___ Exercise materials

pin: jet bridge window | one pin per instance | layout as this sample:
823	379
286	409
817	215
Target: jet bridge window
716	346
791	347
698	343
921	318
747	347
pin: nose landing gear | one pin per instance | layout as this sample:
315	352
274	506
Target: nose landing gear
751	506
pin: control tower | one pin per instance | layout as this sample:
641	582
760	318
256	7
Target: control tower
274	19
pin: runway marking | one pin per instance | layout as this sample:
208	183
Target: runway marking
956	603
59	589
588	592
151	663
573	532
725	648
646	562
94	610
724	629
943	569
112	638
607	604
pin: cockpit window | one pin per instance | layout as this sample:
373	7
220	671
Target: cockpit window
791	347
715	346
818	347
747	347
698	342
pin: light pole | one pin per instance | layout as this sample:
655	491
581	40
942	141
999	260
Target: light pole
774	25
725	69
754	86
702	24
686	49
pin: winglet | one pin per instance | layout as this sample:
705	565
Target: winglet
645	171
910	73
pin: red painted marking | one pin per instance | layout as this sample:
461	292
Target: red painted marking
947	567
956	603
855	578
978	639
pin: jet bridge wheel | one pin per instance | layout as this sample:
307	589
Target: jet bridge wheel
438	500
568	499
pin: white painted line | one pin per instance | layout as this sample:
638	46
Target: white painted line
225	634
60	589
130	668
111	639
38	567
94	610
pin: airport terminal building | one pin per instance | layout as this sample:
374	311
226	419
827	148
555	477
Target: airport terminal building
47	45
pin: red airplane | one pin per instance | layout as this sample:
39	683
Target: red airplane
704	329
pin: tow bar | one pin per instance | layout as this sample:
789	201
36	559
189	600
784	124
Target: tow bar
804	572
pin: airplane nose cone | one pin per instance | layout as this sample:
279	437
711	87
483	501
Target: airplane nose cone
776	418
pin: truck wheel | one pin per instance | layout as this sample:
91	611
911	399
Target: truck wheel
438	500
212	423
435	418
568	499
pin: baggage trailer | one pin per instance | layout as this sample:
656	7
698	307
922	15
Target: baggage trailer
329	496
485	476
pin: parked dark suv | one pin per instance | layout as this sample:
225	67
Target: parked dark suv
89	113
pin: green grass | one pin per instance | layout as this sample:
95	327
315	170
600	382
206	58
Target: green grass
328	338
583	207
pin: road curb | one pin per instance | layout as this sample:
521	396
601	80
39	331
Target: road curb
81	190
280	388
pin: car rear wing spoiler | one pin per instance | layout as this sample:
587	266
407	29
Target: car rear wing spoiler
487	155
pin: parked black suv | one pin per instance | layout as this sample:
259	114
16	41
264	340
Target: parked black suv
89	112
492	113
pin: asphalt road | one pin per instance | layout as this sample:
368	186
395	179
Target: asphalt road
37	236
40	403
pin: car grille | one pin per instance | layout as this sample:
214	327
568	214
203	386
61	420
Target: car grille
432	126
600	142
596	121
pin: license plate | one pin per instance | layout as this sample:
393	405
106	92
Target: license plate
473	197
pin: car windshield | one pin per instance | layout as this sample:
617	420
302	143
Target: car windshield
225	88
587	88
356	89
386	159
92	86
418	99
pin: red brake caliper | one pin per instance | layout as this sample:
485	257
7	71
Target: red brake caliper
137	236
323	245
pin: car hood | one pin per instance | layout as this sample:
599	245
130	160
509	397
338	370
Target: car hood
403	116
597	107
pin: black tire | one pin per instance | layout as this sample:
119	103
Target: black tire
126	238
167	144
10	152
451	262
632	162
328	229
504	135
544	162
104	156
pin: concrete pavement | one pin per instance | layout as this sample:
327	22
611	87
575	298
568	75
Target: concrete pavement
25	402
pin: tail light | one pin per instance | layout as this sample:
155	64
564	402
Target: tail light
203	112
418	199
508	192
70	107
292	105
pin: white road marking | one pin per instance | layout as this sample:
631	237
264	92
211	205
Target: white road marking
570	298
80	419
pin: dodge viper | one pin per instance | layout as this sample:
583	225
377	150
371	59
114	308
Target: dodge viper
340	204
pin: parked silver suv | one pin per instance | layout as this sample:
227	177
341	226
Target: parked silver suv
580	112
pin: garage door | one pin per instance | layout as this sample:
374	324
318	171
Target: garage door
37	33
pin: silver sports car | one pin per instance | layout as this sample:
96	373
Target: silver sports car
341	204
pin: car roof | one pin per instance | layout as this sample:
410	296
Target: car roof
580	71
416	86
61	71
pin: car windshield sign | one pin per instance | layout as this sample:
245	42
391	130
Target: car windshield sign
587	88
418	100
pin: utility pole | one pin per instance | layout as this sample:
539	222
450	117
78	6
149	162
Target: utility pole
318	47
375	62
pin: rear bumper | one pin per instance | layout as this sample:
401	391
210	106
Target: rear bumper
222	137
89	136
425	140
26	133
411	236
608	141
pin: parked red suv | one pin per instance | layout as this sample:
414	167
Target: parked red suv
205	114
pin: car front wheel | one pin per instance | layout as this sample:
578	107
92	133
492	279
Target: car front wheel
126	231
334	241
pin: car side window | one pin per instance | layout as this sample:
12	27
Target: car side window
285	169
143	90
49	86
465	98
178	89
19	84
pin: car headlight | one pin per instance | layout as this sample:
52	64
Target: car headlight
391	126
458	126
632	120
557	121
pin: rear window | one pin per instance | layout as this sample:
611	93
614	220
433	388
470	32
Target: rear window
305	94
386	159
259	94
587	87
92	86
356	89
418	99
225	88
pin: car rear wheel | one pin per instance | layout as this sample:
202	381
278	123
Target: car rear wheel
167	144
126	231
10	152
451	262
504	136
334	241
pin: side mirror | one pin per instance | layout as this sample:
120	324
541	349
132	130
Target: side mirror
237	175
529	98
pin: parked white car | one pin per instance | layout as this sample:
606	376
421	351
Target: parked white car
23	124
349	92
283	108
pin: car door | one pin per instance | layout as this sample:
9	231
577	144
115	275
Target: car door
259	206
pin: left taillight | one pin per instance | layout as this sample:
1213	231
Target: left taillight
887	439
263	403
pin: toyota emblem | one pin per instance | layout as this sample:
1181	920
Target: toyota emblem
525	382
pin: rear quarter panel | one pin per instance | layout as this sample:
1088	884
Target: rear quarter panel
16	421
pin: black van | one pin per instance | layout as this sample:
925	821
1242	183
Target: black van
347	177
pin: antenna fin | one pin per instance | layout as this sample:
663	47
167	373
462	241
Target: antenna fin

______

Job
Could you return all of the rows above, reproduced line for line without any changes?

Solution for this problem
pin: jet bridge window | one pin per instance | layout as this sample:
823	379
286	409
817	215
Target: jet bridge window
716	346
791	347
698	343
921	318
747	347
pin: nose landing gear | one pin per instance | layout as this sample:
315	352
274	506
Target: nose landing gear
751	506
pin: control tower | one pin per instance | layout as this sample:
641	582
760	318
256	7
Target: control tower
274	19
pin: runway marking | one pin per instance | layout as this sample:
208	183
Target: runway marking
956	603
59	589
588	592
151	663
573	532
725	648
646	562
94	610
724	629
943	569
112	638
607	604
pin: cockpit window | one pin per instance | layout as this sample:
373	7
220	671
Target: cockpit window
791	347
715	346
818	347
747	347
698	342
pin: light pole | one pin per instance | layout as this sample:
655	491
581	40
942	141
999	260
Target: light pole
774	25
725	69
754	86
702	24
686	49
pin: winglet | one pin per instance | layout as this sample:
705	565
Target: winglet
645	171
910	73
pin: red painted marking | one pin per instance | layout as this sample:
461	292
Target: red painted marking
947	567
956	603
855	578
978	639
pin: jet bridge wheel | one pin per instance | layout as this sample:
307	589
Target: jet bridge wheel
438	500
568	499
pin: white painted line | one pin per instance | layout as this sample:
638	46
Target: white painted line
225	634
60	589
130	668
111	639
38	567
94	610
pin: airport terminal building | one pin per instance | layout as this sample:
374	311
226	419
827	148
555	477
Target: airport terminal building
47	45
pin: red airplane | one pin per instance | layout as this sample:
39	683
Target: red airplane
704	329
pin: tow bar | one pin per instance | layout as this sample:
789	201
36	559
189	600
784	124
Target: tow bar
804	572
pin: airplane nose cone | one pin per instance | layout as this sample:
279	437
711	87
483	501
Target: airplane nose cone
776	418
pin: truck wheel | one pin per instance | layout as this sample:
91	611
911	399
Target: truck wheel
438	500
212	423
435	418
568	499
pin: baggage trailer | one pin per instance | layout as this sample:
656	7
698	307
922	15
Target: baggage trailer
329	496
485	476
pin: parked dark suv | one pin per instance | layout as this sample:
225	67
Target: parked dark suv
89	113
pin: green grass | one pin per instance | layout as this sample:
95	327
315	170
600	382
206	58
Target: green grass
328	338
583	207
pin: road curb | one pin per instance | layout as this sample:
521	396
601	80
39	331
Target: road curb
81	190
280	388
pin: car rear wing spoiler | one pin per instance | layout as this sample:
587	266
407	29
Target: car rear wing spoiler
487	155
pin: parked black suv | one pin per instance | layout as this sample:
259	114
16	41
264	340
Target: parked black suv
89	112
492	113
pin: asphalt road | one pin per instance | layout as this sample:
368	186
395	179
Target: asphalt road
37	236
40	403
pin: car grille | one pin per instance | layout as this sample:
214	327
568	214
203	386
61	420
Target: car grille
432	126
600	142
596	121
pin: license plate | one pin per instance | layout as this sample:
393	405
106	92
Target: license plate
473	197
pin: car windshield | one pin per instance | layout as this sample:
617	420
302	143
Target: car windshield
225	88
587	88
356	89
386	159
92	86
418	99
pin: red brake caliper | one pin per instance | layout as this sample:
485	257
7	71
Target: red brake caliper
137	236
323	245
pin: car hood | one pin per instance | layout as this sample:
599	245
130	160
509	397
338	370
Target: car hood
403	116
597	107
pin: black tire | one pin per instance | layout as this sample:
119	103
Target: black tire
126	238
167	144
10	152
451	262
632	162
328	229
504	135
544	162
104	156
pin: concrete pavement | one pin per instance | layout as this sample:
327	22
611	87
575	298
568	75
Target: concrete pavement
25	402
pin: tail light | one pin per instance | layout as this sample:
155	64
564	402
Target: tail light
203	112
418	199
508	192
70	107
292	105
pin: white road marking | one pin per instance | layout as this sample:
631	237
264	92
211	205
Target: white road marking
570	298
80	419
pin: dodge viper | one pin per instance | layout as this sample:
583	225
377	150
371	59
114	308
Target: dodge viper
340	204
pin: parked silver suv | one pin per instance | layout as this sample:
227	177
341	226
Target: parked silver suv
580	112
pin: garage door | one pin per instance | layout as this sample:
374	324
318	171
Target: garage door
37	33
pin: silver sports car | one pin per instance | layout as this sample:
96	373
Target: silver sports car
341	204
pin: car roof | one pin per instance | layout as this sample:
410	296
Target: car roof
580	71
416	86
61	71
pin: car windshield sign | one pin per instance | layout as this sample:
245	42
391	130
Target: car windshield sign
587	88
418	100
pin: utility pole | one pin per instance | layout as this sample:
539	222
450	117
78	6
149	162
Target: utility pole
318	47
375	62
pin: rear bumper | one pin per instance | layout as this sample:
401	391
210	106
Target: rear bumper
222	137
89	136
425	140
26	133
411	236
608	141
pin: parked red suv | one pin per instance | layout as this sample:
414	167
Target: parked red suv
205	114
pin: car front wheel | one pin per instance | layout as this sample:
578	107
92	133
492	279
Target: car front wheel
126	231
334	241
pin: car side window | one pin per instance | layout as this sample:
12	27
Target: car side window
285	169
143	90
49	86
465	98
178	89
19	84
pin: car headlight | one pin per instance | layout as this sample:
52	64
Target: car headlight
391	126
458	126
632	120
557	121
pin: rear window | one pin per instance | layout as this sample:
611	93
614	220
433	388
470	32
Target: rear window
305	94
386	159
259	94
587	87
92	86
356	89
418	99
225	88
pin: car rear wheel | one pin per instance | layout as this sample:
202	381
278	123
Target: car rear wheel
167	144
126	231
10	152
451	262
504	136
334	241
pin: side mirror | one pin per instance | layout as this sample:
120	324
541	349
132	130
Target: side mirror
237	175
529	98
pin: parked white car | one pin per instance | layout as this sample:
606	376
421	351
Target: parked white car
23	124
349	92
283	108
pin: car door | one pin per instance | layout as this sample:
9	231
577	144
115	275
Target: car door
259	206
pin: left taillight | one pin per instance | layout as this sample:
1213	231
Target: left taillight
887	439
263	403
pin: toyota emblem | one pin per instance | layout as this sample:
1181	920
Target: toyota emblem
525	382
pin: rear quarter panel | one pin per instance | layout as this sample:
1088	884
Target: rear quarter panel
16	421
pin: black van | one pin per instance | layout as this sample:
925	821
1242	183
Target: black van
347	177
pin: antenna fin | one pin per instance | layout as this sample:
663	47
167	373
462	241
Target: antenna fin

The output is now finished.